■ Excerpts from a point labeling dataset ■

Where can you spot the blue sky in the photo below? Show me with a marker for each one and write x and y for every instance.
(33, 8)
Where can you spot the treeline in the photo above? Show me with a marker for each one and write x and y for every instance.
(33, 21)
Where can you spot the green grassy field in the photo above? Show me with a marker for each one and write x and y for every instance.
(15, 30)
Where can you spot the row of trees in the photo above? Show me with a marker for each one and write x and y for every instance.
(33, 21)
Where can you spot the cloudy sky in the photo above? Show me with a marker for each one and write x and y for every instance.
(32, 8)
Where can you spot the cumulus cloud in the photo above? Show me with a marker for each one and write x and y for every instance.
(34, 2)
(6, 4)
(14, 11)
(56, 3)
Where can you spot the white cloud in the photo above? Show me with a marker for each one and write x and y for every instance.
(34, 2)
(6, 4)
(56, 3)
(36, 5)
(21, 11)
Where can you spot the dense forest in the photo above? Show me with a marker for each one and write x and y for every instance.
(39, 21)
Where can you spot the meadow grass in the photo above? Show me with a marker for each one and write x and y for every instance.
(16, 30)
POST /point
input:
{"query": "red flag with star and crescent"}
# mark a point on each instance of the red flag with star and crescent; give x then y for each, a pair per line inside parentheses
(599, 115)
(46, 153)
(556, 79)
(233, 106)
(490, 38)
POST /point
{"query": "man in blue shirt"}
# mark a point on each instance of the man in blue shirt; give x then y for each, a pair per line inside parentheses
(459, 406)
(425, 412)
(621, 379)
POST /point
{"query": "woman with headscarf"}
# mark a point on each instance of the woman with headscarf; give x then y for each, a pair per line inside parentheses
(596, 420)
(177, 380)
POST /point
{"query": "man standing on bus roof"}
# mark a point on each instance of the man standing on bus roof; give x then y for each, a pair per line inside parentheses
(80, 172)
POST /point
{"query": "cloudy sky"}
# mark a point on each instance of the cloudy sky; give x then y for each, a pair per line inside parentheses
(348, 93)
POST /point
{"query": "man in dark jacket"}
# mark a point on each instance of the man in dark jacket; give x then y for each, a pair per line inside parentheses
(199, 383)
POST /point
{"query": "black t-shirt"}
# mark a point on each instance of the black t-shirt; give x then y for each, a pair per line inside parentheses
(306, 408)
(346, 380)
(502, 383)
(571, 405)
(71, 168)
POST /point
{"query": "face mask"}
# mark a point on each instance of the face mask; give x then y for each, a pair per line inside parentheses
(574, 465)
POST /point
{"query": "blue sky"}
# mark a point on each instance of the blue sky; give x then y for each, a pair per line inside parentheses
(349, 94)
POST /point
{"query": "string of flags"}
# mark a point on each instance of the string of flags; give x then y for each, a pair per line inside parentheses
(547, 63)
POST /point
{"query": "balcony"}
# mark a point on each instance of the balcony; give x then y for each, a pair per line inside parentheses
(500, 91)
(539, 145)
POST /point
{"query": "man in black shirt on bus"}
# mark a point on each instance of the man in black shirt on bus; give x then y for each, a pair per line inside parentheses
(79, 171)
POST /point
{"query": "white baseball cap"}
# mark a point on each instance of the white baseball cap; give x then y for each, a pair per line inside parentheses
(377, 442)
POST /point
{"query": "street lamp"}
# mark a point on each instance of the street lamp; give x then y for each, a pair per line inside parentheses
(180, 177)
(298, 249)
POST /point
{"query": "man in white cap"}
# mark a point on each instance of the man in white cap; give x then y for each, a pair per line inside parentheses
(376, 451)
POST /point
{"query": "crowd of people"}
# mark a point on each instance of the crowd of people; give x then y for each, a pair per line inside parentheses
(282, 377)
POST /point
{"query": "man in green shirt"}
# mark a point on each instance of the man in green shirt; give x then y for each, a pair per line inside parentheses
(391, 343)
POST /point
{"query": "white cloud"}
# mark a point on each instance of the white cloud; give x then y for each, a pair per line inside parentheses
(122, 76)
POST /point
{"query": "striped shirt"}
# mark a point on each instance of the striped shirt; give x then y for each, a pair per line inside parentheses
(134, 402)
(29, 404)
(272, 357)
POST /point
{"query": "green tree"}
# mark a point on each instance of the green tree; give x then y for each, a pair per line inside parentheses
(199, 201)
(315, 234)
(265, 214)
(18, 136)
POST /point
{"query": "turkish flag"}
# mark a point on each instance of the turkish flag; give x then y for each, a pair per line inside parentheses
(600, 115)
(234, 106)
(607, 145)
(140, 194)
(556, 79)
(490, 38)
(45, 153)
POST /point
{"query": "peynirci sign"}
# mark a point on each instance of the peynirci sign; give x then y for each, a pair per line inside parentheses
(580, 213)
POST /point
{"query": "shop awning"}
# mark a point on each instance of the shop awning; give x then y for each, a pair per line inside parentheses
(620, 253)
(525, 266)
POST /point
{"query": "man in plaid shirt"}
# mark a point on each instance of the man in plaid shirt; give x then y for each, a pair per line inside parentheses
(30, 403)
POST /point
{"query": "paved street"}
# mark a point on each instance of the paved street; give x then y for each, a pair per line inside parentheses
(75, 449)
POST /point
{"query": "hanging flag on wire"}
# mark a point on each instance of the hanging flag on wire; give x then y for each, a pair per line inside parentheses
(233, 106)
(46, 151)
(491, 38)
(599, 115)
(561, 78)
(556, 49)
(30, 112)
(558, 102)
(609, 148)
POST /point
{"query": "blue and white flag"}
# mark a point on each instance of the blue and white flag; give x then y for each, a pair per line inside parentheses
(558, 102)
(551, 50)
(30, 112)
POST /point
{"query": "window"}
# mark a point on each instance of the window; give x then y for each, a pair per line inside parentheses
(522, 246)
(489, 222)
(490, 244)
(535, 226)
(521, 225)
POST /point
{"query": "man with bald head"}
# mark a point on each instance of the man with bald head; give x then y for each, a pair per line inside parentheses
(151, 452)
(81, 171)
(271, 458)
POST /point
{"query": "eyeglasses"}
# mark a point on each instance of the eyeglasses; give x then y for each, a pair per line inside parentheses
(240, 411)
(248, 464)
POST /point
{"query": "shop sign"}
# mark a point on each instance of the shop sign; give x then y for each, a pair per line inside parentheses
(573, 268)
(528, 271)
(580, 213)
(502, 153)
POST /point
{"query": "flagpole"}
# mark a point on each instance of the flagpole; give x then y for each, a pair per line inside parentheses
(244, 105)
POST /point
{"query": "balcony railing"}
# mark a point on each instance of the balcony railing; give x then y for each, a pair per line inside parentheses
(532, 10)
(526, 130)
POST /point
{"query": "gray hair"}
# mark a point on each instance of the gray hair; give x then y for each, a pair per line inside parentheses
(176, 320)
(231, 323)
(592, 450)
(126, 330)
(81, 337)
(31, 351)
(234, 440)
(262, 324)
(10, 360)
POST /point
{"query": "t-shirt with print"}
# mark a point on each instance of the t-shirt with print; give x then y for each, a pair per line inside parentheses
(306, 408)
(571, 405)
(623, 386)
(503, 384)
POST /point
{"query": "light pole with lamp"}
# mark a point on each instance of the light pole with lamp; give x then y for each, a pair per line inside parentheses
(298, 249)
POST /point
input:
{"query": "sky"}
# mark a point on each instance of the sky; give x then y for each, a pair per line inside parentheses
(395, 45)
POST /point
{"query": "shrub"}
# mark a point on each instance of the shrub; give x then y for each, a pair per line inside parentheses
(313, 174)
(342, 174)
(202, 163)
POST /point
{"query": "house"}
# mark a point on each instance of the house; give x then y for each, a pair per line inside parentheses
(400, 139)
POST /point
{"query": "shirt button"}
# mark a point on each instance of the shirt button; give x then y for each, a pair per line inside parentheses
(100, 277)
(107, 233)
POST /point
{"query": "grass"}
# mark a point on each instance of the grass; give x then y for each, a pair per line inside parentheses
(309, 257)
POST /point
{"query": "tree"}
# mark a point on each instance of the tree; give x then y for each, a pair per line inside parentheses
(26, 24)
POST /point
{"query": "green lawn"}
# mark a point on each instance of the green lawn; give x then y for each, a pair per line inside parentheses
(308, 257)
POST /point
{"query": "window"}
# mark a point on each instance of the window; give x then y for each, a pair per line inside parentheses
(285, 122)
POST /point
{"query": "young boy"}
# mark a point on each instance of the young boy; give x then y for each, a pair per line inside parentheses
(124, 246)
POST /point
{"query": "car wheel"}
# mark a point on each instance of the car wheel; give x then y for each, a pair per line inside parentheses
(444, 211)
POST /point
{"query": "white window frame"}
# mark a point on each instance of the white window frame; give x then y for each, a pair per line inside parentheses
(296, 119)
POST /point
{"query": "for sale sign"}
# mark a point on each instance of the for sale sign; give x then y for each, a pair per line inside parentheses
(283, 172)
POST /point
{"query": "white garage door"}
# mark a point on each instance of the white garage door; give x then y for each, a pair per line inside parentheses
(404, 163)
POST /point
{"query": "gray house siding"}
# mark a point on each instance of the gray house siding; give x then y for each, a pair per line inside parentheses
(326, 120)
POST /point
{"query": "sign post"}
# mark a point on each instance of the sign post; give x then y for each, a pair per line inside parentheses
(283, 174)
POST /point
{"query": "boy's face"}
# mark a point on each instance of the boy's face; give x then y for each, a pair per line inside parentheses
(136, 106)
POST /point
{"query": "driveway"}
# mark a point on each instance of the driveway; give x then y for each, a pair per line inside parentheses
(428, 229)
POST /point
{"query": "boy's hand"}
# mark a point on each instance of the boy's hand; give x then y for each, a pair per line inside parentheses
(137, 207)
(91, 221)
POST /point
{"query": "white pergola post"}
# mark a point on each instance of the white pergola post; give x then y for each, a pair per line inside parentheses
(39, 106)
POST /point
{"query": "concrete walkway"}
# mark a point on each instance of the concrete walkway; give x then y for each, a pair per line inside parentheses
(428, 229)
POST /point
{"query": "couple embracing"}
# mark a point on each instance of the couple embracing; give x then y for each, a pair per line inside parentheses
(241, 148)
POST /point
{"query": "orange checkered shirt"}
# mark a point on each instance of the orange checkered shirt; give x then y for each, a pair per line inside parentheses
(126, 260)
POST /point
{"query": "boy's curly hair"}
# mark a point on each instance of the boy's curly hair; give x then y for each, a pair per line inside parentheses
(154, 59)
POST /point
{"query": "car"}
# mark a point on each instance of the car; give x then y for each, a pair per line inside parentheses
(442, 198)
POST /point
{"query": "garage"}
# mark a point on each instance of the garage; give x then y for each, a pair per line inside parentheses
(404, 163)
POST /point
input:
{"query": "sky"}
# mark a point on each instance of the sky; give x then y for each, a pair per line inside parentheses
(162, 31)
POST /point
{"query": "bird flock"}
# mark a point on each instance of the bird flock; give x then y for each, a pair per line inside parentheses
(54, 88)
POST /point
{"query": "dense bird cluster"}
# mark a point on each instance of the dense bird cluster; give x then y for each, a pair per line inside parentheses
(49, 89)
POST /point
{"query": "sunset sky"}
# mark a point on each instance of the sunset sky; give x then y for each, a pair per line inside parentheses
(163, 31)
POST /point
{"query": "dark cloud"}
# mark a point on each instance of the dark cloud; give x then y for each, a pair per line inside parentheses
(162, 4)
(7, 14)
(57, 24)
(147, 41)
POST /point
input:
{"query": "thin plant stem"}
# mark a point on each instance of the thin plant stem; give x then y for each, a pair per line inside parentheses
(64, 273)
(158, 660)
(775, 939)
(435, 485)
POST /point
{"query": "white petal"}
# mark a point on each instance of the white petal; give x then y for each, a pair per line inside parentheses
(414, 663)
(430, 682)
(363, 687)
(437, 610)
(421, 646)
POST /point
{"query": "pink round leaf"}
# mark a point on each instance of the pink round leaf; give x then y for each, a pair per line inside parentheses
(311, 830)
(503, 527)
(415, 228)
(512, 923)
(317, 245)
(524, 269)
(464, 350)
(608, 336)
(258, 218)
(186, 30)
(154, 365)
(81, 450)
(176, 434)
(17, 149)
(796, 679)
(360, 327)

■ What to do ■
Return every line above that contains the word "orange".

■ Task response ■
{"query": "orange checkered shirt"}
# mark a point on each instance of the orange checkered shirt; give x then y for each, a pair per line inside parentheses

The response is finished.